# Exercise prompt
Copy every line of the entries that includes the word "neck".

Excerpts from a dataset:

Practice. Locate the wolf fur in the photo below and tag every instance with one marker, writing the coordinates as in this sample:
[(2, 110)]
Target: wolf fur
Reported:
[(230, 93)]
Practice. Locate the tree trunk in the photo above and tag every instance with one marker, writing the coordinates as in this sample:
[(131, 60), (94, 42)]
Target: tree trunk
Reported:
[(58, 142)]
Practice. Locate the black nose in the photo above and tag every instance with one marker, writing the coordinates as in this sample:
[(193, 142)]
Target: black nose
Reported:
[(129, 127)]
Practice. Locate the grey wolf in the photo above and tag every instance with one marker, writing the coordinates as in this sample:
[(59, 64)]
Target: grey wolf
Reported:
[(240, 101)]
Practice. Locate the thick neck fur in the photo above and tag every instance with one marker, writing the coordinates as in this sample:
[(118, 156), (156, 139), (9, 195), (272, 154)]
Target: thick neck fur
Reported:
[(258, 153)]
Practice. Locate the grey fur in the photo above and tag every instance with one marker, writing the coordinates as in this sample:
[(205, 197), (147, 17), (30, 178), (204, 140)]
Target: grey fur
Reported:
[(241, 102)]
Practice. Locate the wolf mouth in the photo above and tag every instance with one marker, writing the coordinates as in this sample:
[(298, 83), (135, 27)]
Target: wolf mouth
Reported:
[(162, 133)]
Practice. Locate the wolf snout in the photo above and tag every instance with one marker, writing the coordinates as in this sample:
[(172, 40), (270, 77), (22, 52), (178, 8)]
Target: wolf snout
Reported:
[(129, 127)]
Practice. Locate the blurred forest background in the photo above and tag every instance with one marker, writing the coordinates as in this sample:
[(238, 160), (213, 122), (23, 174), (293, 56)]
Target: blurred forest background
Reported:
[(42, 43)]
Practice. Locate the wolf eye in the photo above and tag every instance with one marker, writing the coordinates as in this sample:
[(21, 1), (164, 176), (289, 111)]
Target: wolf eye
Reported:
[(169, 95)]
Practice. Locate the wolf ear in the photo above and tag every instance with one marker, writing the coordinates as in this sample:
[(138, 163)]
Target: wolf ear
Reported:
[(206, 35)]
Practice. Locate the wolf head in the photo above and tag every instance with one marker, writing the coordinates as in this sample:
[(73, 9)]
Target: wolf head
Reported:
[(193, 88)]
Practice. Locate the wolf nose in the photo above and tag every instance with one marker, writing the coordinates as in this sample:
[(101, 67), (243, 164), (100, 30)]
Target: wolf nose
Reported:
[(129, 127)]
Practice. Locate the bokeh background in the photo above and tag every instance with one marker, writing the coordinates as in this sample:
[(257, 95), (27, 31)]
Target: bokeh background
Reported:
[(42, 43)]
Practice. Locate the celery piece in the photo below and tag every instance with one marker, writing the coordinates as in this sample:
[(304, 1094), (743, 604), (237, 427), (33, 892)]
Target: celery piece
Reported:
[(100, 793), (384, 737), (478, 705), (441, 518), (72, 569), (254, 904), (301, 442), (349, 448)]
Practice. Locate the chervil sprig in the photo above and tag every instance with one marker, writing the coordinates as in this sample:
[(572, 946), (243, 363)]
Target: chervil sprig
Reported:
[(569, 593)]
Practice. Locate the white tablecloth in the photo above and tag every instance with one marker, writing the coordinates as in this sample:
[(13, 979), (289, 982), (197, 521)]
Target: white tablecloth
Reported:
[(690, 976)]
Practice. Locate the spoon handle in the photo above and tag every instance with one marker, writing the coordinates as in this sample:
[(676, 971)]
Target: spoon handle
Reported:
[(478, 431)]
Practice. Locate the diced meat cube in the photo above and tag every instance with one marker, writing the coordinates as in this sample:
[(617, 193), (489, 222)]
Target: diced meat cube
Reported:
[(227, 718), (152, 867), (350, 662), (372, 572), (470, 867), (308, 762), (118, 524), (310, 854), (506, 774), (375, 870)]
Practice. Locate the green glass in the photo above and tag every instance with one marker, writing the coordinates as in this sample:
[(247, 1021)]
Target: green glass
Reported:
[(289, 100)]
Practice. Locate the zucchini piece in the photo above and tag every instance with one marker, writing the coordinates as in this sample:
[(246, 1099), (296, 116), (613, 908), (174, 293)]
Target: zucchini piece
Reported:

# Written solution
Practice. Locate the thick neck fur in the photo above and tag every instance with one marker, writing the coordinates as in this sample:
Target: thick neck fur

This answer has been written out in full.